## begin PROVIDED TEXT

What I don't see in all of this is consideration of the importance of the idea of Communion. TEC's claims to catholicity rest solely upon our continued communion with Canterbury. Apostolic succession has to be maintained through continuing communion - there wasn't one heretic group in the first four centuries that didn't have validly ordained and consecrated leaders: what makes us a legitimate part of the Catholic Church is our continued communion with the source of our catholicism, the see of Canterbury.
The problem with an immediate 'solution' such as Texanglican describes is that it creates a window of non-communion with Canterbury. To my mind, that's unacceptable.
When the whole Catholic church went Arian in the 4th century, there may have been plenty of 'reason' to split our branches from its root; but history shows that whoever splits, dies, as not connected to the root. Whoever stays, becomes heir to the promise of indefectibility and has the honor of helping Christ to purify His Body.
Anglicanism's claim to catholicity can only bridge the gap of the English Reformation if this is so. Our claim is that we never split from the root; rather that the root unjustly disowned us. If now we split from the branch which we've always claimed remained connected to the root, what's the point? We claim that first blood, or rather first schism, has never tainted Anglicanism. If we do this now and split from our root, no matter the reason, it will be first schism.
We can claim that it will only be temporary. Just a few short years without Catholic communion, that's all it will be. We'll get recognition from Rome (right) or Canterbury will come to its senses, or be pressured into it by the Global South (hasn't really happened yet, has it?), or we'll join with some weird other group like the Old Catholics, and that'll be a *great* witness to the Unity of Christ's church. We have a technicality, we have a technicality! As if anyone sitting in our pews for the first time cares about our technicalities. As if we'd wave an affadavit before the Divine Throne at the end of days and claim a loophole.
Any interruption of continuing Catholic communion will erode it. Plain and simple. Go it alone for a few years apart from Canterbury and you'll never want to go back. It's human nature, but not submission to the Divine. You might as well start saying the daily office in your back yard and never ever go to church again. If you'll throw away the Catholic Church on the international level, why not throw it out your own local window?

## end PROVIDED TEXT

DIRECTIONS »
a) In the text on Anglican communion, what is the sole basis of TEC's claims to catholicity?
b) Reproduce word for word everything in the text on Anglican communion from "Anglicanism's claim to" down to "be first schism.".

## begin DATA SHOWN

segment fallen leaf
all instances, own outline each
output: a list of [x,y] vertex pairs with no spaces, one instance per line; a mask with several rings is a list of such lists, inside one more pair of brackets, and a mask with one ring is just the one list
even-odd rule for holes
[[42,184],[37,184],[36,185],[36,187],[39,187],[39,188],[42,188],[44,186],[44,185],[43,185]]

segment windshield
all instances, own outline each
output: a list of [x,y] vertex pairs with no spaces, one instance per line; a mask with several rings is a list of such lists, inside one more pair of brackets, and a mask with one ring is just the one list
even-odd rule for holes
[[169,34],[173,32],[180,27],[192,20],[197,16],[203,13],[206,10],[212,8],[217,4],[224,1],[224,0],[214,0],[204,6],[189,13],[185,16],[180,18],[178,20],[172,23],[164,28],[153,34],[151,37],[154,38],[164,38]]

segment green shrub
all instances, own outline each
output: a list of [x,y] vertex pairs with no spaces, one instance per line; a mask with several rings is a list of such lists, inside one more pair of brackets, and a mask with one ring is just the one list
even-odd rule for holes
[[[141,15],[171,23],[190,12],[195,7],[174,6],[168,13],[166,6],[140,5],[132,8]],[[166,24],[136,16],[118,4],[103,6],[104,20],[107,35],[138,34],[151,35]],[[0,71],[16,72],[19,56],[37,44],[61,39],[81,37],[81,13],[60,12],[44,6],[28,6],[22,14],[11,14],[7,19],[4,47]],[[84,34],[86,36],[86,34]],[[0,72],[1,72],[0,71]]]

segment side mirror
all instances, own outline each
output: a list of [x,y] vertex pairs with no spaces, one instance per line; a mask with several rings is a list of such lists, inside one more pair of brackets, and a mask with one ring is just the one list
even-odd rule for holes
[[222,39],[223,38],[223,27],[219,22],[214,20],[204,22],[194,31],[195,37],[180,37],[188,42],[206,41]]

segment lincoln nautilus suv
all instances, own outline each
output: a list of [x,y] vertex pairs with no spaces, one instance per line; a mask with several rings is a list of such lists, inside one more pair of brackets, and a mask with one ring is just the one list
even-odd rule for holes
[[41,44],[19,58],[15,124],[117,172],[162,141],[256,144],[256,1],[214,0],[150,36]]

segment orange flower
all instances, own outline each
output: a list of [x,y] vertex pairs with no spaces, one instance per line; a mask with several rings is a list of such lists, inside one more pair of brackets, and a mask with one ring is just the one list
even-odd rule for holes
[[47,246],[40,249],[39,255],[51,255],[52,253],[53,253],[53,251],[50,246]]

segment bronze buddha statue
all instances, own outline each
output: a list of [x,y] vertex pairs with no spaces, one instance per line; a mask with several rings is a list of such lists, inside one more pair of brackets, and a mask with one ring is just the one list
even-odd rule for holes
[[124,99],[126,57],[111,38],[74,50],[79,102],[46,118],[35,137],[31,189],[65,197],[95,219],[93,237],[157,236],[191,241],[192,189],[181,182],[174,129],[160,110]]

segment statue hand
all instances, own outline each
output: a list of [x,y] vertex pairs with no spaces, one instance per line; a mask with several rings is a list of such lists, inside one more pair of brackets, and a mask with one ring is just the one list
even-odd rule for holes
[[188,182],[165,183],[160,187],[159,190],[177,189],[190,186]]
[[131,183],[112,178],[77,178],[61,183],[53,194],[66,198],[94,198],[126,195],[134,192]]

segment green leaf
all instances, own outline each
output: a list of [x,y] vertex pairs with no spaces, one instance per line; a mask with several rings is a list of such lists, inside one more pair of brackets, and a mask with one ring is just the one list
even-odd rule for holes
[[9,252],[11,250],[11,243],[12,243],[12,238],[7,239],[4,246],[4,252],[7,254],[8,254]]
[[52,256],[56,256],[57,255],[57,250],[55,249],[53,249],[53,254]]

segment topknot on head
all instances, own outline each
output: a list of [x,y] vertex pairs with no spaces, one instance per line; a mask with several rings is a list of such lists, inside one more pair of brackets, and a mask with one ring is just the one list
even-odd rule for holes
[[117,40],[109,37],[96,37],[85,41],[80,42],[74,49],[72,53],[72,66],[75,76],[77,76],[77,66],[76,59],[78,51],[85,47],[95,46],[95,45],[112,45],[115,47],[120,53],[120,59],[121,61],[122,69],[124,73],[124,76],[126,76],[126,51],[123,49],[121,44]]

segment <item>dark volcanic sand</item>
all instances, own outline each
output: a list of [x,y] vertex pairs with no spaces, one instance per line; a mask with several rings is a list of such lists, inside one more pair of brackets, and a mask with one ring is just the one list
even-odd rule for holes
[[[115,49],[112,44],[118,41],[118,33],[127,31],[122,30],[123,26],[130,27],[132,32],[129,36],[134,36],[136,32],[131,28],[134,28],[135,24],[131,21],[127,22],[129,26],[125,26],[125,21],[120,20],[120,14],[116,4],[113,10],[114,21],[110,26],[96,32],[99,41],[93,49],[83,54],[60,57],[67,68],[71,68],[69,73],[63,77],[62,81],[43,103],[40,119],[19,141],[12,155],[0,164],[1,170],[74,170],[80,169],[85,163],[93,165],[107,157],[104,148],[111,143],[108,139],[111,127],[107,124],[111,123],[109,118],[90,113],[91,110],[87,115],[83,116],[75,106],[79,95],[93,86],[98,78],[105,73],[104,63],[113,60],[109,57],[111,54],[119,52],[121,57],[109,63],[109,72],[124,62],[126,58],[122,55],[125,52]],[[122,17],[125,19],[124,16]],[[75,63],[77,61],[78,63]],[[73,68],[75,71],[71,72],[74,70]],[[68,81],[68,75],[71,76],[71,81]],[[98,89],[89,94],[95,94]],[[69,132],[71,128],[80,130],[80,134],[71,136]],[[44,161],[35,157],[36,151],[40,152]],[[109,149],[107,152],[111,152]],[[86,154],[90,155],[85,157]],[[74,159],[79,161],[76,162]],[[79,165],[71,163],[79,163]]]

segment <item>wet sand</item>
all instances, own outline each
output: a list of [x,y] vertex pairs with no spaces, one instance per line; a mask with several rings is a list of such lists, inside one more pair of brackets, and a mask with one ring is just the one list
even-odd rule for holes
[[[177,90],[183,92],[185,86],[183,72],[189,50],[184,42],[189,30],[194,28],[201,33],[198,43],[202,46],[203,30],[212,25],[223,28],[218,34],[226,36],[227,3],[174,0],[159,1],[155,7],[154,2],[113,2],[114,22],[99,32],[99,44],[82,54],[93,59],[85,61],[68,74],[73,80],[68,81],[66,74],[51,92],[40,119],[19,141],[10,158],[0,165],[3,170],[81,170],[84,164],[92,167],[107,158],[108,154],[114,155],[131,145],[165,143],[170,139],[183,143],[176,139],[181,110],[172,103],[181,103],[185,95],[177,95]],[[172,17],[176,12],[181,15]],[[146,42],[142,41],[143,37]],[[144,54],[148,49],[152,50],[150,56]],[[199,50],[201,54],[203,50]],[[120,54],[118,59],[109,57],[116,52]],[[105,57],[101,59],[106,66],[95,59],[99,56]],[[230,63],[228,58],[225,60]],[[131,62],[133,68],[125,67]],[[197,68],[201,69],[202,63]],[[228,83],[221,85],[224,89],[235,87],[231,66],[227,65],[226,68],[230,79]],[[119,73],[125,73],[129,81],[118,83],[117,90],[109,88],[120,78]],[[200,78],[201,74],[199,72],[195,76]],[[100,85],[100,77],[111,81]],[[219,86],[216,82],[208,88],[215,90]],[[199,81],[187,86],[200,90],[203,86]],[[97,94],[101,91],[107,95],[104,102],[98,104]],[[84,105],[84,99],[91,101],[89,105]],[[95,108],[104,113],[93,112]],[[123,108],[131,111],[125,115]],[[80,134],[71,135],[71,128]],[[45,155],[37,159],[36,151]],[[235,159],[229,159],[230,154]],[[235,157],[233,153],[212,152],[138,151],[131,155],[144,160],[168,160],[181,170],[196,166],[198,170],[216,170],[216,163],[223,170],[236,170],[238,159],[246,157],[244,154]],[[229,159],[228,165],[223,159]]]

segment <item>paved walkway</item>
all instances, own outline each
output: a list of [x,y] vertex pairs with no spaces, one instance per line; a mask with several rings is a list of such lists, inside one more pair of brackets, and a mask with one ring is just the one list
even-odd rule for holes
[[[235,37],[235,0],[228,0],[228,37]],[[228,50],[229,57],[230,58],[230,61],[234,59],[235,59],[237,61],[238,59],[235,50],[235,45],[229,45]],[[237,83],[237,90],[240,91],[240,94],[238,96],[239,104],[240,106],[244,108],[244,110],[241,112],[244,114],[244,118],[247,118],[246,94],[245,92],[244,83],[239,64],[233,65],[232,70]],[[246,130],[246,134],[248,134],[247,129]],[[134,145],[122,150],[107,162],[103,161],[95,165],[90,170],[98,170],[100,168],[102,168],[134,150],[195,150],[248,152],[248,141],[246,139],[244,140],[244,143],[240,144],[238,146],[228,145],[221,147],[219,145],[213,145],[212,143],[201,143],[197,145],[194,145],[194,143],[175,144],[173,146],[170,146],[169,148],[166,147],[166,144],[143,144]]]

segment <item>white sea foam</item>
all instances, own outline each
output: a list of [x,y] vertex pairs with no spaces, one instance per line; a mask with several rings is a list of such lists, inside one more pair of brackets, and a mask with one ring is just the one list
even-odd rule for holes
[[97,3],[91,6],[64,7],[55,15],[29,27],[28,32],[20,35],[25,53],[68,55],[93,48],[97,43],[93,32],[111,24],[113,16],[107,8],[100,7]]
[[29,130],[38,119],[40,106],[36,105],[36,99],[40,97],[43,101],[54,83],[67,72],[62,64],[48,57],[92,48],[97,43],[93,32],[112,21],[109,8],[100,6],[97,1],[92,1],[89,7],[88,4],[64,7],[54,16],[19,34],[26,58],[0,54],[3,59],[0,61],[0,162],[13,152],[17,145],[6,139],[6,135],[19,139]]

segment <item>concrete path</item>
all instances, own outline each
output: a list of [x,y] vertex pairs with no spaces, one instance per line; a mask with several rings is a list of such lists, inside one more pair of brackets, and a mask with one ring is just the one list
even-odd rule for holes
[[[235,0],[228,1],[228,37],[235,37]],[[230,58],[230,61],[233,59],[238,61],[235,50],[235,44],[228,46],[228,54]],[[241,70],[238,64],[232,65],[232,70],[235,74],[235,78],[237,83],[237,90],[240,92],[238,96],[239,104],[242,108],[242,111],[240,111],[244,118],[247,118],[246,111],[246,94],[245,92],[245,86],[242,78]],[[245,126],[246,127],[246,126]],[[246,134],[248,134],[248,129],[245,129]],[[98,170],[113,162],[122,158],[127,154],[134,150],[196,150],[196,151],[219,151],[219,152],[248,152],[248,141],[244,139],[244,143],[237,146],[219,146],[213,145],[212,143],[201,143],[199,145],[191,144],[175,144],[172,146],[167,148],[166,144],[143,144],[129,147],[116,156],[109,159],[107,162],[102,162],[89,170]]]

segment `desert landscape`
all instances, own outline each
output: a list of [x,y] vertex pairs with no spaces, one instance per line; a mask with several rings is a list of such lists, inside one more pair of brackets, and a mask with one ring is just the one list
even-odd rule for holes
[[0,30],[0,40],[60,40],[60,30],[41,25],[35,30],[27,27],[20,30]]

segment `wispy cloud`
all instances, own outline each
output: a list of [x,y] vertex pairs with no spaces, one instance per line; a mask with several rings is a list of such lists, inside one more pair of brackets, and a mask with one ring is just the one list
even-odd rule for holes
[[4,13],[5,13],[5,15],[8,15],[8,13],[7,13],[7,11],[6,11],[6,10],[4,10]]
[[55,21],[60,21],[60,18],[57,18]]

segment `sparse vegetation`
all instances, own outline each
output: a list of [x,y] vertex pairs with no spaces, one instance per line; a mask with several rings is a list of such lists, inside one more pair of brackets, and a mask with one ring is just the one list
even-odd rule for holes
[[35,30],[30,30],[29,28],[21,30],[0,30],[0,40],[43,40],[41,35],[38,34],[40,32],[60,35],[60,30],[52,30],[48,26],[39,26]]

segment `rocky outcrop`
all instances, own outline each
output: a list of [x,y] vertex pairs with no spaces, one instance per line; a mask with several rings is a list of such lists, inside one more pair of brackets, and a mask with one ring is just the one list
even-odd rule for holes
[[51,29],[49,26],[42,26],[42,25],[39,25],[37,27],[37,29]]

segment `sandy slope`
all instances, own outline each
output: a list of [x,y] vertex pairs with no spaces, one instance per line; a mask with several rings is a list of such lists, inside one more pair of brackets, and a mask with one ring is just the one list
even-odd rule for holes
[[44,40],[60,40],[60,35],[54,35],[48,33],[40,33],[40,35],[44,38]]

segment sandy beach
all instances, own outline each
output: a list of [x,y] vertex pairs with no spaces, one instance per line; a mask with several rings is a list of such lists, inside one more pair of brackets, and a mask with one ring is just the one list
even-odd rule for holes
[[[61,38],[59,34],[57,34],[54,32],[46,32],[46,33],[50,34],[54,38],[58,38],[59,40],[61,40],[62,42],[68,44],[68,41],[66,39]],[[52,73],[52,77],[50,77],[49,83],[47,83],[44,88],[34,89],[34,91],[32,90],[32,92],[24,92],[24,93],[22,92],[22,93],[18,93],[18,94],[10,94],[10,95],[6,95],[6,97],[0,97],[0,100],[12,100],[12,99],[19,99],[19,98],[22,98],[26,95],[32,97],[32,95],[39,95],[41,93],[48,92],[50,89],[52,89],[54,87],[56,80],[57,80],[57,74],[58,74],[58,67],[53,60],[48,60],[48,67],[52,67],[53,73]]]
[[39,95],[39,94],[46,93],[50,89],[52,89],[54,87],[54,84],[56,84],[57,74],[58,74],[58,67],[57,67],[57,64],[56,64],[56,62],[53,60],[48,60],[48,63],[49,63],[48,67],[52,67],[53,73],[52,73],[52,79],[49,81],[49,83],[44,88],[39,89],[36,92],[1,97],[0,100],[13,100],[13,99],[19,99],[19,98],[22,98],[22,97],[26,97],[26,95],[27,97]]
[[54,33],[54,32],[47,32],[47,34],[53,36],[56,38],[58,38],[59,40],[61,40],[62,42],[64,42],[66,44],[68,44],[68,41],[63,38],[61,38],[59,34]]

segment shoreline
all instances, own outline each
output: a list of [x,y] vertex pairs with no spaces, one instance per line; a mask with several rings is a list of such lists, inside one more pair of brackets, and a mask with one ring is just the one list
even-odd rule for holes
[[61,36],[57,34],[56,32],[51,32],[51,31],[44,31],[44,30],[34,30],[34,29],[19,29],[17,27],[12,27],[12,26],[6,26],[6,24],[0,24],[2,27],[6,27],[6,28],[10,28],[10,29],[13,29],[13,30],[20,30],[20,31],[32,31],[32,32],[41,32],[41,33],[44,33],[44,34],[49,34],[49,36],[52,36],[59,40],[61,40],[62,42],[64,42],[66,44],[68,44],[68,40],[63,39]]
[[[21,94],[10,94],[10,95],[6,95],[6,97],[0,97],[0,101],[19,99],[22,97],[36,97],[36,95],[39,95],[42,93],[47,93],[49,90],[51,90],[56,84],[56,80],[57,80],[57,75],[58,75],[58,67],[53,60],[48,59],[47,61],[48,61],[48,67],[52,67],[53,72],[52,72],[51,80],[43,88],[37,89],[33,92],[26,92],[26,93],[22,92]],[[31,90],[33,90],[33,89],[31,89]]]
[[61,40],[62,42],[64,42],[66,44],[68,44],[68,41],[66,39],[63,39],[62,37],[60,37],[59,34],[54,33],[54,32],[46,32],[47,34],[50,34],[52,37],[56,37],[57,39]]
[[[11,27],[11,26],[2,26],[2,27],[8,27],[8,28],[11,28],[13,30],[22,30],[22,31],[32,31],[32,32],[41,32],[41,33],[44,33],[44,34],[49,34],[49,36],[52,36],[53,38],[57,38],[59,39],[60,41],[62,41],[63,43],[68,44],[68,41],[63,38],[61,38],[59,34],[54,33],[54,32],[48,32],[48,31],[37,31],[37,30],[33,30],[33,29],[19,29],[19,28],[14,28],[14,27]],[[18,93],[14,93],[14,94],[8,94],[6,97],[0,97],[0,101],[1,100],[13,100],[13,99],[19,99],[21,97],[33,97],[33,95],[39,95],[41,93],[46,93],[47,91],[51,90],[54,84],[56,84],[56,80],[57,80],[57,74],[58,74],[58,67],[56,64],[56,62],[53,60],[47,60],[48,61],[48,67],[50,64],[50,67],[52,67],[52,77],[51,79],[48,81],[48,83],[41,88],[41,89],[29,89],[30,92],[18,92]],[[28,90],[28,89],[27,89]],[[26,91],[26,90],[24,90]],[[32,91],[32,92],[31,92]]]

## end DATA SHOWN

THE RESULTS »
a) Continued communion with Canterbury.

b)
Anglicanism's claim to catholicity can only bridge the gap of the English Reformation if this is so. Our claim is that we never split from the root; rather that the root unjustly disowned us. If now we split from the branch which we've always claimed remained connected to the root, what's the point? We claim that first blood, or rather first schism, has never tainted Anglicanism. If we do this now and split from our root, no matter the reason, it will be first schism.